Что сказать? Как-то не глянулся нам в этот раз Пикассо. Довольно скоро мы спустились. В вестибюле на скамеечке сидел Симон. В руках была какая-то рукопись, но он не читал ее. Видимо, уже прочел. Он поднял глаза на нас, улыбнулся: «Поглядели? Ну, пошли».
И в ту же парижскую встречу, почувствовав, что я ДОЛЖЕН начать говорить, потому что молчание затягивается, я с ужасом обнаружил, что я НЕ МОГУ говорить. Буквально – физически! Рот не открывался, глаза не открывались. Начался опоясывающий лишаи на лице.
Совпадение? Случайность? Возможно, случайность. Но еще и какие-то мистические контрапункты. Мы оба СЛИШКОМ готовились к этой встрече.
* * *В Швейцарии жесткие правила выхода на пенсию государственных служащих. Преподаватели университета – это ведь госслужащие.
В шестьдесят четыре года педагог, кто бы он ни был, получает письмо, как черную метку. Дескать, очень Вами довольны, ценим труды и так далее и тому подобное, сообщаем, что ровно через год будем иметь честь окончательно отблагодарить Вас, сказать большое мерси и... будьте здоровы! И ровно через год... мерси, и в обязательном порядке с завтрашнего дня извольте освободить место.
Конечно, это повлияло. Нарушился трудовой ритм, который длился двадцать лет. Симон любил свой университет.
Симон стал пенсионером, подчеркивающим свою жизнь ВНЕ активной деятельности «на столбовой дороге» культуры. Хотя... кто знает (а раздумывая о его судьбе, скажу – КТО СМЕЕТ ЗНАТЬ?), какую дорогу нужно назвать столбовой?
Он сменил свою прекрасную квартиру в Женеве на меньшую, подешевле. Довольно большую часть года проводил в Будапеште, где жила его новая жена, Жужа Хетени, со своими двумя сыновьями. Там тоже у него была своя скромная квартирка-кабинет. Со стороны психологическое его состояние я формулировал так: ему было необходимо одиночество, с которым он не знал, что делать.

#####

## ЗАДАЧА A
Перепишите записи, начав со строки, где есть «occurrence of rocky», и закончив последней записью. В них замените «rocky riverbank» на «sandy riverbank», а всё остальное оставьте без изменений.

#####

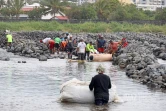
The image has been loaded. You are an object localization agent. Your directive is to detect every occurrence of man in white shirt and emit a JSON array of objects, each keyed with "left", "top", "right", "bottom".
[
  {"left": 77, "top": 39, "right": 86, "bottom": 60},
  {"left": 42, "top": 38, "right": 51, "bottom": 44}
]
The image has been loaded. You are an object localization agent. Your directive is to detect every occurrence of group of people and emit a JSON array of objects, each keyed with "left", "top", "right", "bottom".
[{"left": 40, "top": 33, "right": 128, "bottom": 60}]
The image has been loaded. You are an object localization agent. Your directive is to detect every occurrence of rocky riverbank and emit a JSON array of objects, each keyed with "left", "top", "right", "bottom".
[{"left": 0, "top": 31, "right": 166, "bottom": 90}]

#####

## ЗАДАЧА B
Допишите следующую часть воспоминаний о Симоне, начав сразу после последнего приведенного предложения.

## ОТВЕТ К ЗАДАНИЮ A
The image has been loaded. You are an object localization agent. Your directive is to detect every occurrence of sandy riverbank and emit a JSON array of objects, each keyed with "left", "top", "right", "bottom".
[{"left": 0, "top": 31, "right": 166, "bottom": 90}]

## ОТВЕТ К ЗАДАНИЮ B
* * *При этом сохранялись многочисленные дружеские связи. И не просто связи. Сохранялось чудесным образом его ВЛИЯНИЕ на множество людей. Влияние культурное, интеллектуальное, моральное, личностное. Вот назову несколько имен: Марлен Кораллов, литературовед, эссеист – политзаключенный сталинских времен, знавший Симона еще в пятидесятых, физики Юля и Саша Филипповы, математик Никита Введенская, литературовед и издатель Игорь Виноградов, режиссер и горячий общественный деятель Алексей Симонов, журналист и издатель Эйтан Финкелынтейн из Мюнхена. А немногим раньше – Иосиф Бродский, в одной из статей назвавший его «гениальным Симоном Маркишем». Сергей Сергеевич Аверинцев, сам человек несомненно гениальный, одна из вершин нашей культуры и гуманитарной мысли.
Для всех этих людей Симон Маркиш был не просто одним из знакомых, а существенной частью окружающего их мира, критерием истинности, точкой отсчета.
Всем этим и, может быть, еще большим был он для меня. Я подружился со многими из его швейцарского круга. Жан-Филипп Жаккар, нынешний глава Русской кафедры, Лика и Арман Брон, Рудольф и Розанна Шаллер, Корин Амашер, упомянутая уже Хайди Тельявини и, конечно, его друг, его начальник и его оппонент – великолепный Жорж Нива, написавший (среди бесконечно многого другого) замечательную книгу о А.И. Солженицыне, переводчиком которой с французского был... Симон Маркиш! (1984 г.) Ей-богу, не будет преувеличением сказать, что Симон был не просто частью этого круга. Он был его душой.
* * *Три последние встречи. Уже в XXI веке. 2001 – Будапешт, 2002 – Тель-Авив, 2003 – Брюссель.
6 марта 2001 года Симону исполнилось семьдесят. Идея принадлежала Жуже и Хайди – устроить мой тайный приезд в Венгрию и сделать Симону сюрприз.